__Work item__:
Copy out the records that follow, leaving every character as it is.

···

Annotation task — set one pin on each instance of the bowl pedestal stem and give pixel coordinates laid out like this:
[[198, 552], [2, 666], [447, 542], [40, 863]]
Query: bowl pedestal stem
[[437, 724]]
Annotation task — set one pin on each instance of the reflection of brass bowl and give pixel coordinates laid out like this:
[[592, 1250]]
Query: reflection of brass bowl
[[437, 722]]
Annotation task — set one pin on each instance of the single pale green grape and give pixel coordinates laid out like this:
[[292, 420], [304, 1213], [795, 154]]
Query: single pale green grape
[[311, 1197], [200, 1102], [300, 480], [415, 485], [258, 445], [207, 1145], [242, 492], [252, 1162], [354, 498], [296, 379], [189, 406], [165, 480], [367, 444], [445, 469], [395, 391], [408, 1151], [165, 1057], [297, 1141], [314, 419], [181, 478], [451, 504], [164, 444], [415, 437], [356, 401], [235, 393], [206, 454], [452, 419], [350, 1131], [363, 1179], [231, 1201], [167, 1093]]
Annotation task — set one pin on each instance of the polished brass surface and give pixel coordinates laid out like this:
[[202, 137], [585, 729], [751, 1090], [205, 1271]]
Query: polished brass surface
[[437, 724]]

···

__Answer for the task__:
Annotation task — set one pin on each instance of the bowl pedestal stem and give pixel coordinates laid out like this:
[[198, 552], [2, 666], [447, 542], [40, 863]]
Query: bowl pedestal stem
[[437, 724]]
Annotation task — set one pin on each instance of the reflection of brass bowl and give pixel coordinates laid out like this:
[[592, 1250]]
Query: reflection of brass bowl
[[437, 722]]
Annotation task — set one pin on each instance of the single pale green grape and give pixel coordinates laid out like this:
[[292, 420], [304, 1213], [795, 154]]
Query: single pale green grape
[[311, 1197], [200, 1102], [300, 480], [415, 485], [258, 445], [207, 1145], [242, 492], [252, 1162], [354, 498], [296, 379], [189, 406], [165, 480], [367, 444], [445, 469], [395, 391], [408, 1151], [165, 1057], [297, 1141], [314, 419], [181, 478], [451, 504], [164, 444], [415, 437], [356, 401], [235, 393], [206, 454], [452, 419], [350, 1131], [363, 1179], [231, 1201], [167, 1093]]
Annotation task — set one pin on each instance of the polished brass surface and give pixel coordinates laid out like this:
[[202, 137], [585, 729], [751, 1090], [205, 1271]]
Query: polished brass surface
[[437, 724]]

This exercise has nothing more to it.